EXERCISE: Scan the records below for the line containing "Target: undermount rectangular sink" and the line containing "Pick out a point on every instance of the white wall.". Copy both, plus every line between, exactly.

━━━ RECORDS SHOWN

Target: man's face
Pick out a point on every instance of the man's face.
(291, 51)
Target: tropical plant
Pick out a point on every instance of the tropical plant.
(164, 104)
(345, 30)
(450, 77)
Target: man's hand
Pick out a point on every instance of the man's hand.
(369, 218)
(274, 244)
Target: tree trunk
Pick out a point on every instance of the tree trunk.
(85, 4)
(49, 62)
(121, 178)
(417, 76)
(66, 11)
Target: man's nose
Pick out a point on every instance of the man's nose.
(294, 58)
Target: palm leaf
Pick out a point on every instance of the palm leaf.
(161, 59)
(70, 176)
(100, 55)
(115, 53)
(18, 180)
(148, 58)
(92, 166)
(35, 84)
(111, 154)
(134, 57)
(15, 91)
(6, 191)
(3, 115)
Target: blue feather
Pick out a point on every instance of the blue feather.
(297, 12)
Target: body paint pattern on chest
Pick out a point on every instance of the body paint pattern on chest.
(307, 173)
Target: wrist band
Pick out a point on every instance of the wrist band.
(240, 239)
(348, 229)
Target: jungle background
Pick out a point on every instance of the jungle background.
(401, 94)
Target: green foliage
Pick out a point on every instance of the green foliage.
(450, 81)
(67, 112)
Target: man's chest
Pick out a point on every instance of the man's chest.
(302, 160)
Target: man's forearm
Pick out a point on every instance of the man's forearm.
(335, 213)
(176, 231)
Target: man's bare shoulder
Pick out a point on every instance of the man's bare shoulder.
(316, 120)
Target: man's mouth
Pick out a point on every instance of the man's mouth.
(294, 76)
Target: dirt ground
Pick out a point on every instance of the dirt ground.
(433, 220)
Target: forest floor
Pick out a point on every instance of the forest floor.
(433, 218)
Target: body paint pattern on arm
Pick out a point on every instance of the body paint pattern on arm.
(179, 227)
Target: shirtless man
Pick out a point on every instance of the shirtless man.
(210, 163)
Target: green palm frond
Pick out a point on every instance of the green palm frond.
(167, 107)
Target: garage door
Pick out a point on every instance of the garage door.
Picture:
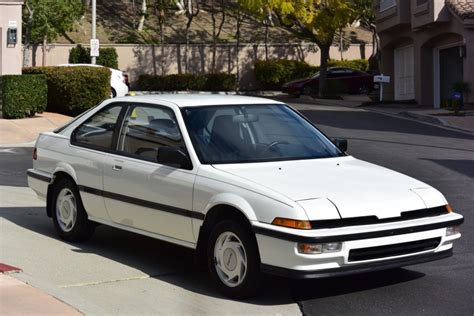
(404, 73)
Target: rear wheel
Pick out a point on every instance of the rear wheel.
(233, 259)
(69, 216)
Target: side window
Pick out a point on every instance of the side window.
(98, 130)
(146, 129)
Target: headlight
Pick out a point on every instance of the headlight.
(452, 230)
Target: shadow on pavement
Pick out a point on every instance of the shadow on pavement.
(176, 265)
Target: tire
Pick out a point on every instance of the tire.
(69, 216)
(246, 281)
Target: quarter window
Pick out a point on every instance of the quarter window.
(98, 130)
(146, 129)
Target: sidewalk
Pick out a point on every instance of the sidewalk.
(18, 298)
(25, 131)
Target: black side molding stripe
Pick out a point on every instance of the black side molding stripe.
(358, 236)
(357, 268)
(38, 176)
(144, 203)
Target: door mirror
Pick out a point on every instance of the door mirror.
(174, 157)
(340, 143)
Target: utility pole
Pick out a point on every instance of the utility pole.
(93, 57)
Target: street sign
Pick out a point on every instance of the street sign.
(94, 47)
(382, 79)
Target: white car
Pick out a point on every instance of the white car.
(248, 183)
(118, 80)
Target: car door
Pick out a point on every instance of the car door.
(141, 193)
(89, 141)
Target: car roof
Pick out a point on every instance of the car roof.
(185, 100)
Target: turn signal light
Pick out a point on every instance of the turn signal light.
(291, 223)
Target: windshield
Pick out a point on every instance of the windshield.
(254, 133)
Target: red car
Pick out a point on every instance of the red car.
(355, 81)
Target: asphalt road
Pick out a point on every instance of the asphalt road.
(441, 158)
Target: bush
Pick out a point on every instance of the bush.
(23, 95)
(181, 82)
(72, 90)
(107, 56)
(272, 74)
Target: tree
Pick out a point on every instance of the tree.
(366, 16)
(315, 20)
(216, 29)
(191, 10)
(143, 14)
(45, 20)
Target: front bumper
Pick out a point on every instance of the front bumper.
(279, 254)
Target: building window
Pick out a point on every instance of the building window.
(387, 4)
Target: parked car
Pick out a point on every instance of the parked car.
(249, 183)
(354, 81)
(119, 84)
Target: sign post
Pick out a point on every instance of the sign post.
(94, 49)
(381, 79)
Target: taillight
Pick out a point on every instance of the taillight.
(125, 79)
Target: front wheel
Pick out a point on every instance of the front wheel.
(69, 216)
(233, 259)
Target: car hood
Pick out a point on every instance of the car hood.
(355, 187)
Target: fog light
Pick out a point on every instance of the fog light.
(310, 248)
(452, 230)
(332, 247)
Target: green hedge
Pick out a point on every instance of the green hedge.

━━━━━━
━━━ RECORDS SHOWN

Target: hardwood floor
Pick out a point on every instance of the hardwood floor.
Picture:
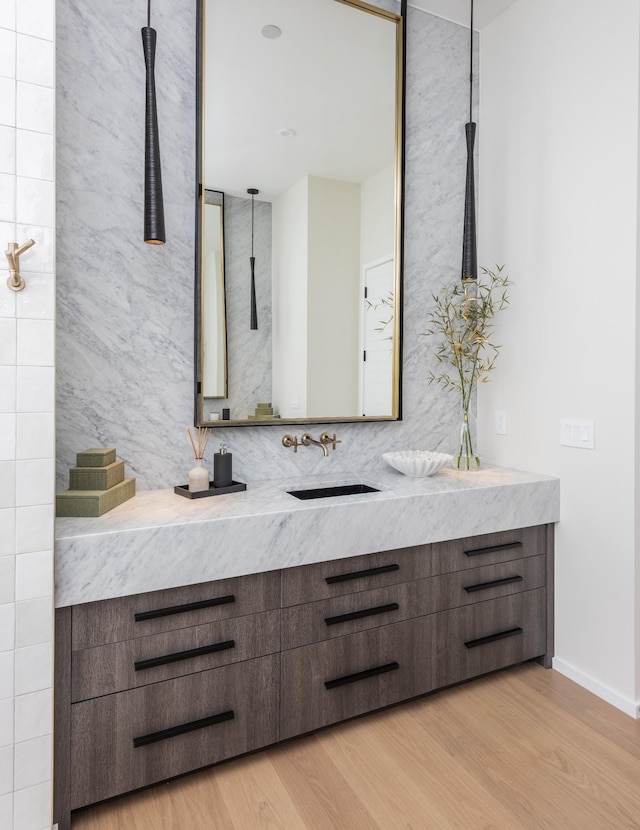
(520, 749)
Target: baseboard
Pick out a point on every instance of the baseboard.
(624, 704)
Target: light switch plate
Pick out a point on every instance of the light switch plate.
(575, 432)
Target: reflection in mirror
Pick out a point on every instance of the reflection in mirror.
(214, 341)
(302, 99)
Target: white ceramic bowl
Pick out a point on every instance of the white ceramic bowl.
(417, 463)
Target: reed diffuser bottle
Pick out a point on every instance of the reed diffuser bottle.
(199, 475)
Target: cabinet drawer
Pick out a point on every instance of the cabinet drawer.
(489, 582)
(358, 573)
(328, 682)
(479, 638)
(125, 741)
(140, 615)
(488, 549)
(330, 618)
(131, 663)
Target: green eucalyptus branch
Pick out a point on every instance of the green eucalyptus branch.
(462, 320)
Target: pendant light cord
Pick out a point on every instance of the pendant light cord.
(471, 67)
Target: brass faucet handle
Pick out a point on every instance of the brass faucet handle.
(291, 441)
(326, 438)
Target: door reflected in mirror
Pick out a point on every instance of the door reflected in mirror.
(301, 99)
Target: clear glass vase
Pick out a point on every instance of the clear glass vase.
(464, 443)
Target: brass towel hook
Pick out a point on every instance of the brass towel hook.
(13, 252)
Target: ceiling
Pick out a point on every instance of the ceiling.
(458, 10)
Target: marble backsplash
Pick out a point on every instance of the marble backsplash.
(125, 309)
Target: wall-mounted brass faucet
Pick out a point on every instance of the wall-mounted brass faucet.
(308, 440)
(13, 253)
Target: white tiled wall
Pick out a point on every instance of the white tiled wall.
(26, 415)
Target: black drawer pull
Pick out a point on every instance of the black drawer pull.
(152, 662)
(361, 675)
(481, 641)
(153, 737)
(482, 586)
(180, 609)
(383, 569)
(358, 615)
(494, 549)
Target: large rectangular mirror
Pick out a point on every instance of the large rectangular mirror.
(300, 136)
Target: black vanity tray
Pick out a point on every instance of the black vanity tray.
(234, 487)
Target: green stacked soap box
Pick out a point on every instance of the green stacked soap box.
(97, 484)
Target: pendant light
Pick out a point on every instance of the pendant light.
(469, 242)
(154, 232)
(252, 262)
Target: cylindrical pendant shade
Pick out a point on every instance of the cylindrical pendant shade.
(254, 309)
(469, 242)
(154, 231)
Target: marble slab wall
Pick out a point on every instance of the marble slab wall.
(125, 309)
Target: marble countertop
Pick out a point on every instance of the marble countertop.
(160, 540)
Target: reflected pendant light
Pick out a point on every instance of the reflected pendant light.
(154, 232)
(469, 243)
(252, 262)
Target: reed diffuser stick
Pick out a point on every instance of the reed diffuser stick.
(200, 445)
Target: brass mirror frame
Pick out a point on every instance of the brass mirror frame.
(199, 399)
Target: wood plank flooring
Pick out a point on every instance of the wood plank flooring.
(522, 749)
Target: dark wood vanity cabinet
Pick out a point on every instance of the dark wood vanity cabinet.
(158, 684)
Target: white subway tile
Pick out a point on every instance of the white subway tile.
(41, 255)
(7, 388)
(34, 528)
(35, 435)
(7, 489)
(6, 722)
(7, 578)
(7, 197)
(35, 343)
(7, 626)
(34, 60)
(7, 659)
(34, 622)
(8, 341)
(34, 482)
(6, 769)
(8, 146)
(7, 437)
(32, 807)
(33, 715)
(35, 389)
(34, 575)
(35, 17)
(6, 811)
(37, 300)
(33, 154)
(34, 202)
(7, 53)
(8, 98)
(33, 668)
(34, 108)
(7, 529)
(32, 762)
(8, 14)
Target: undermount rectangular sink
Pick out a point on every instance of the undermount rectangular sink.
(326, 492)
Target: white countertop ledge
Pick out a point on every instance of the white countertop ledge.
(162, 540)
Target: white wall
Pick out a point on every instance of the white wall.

━━━━━━

SOLUTION FOR THIS TASK:
Target: undermount rectangular sink
Pick out a point on every instance of the undermount rectangular sink.
(326, 492)
Target: white countertop ledge
Pick out a point on every instance of the white countertop ledge.
(162, 540)
Target: white wall
Pick out a point on every instance of the white wall.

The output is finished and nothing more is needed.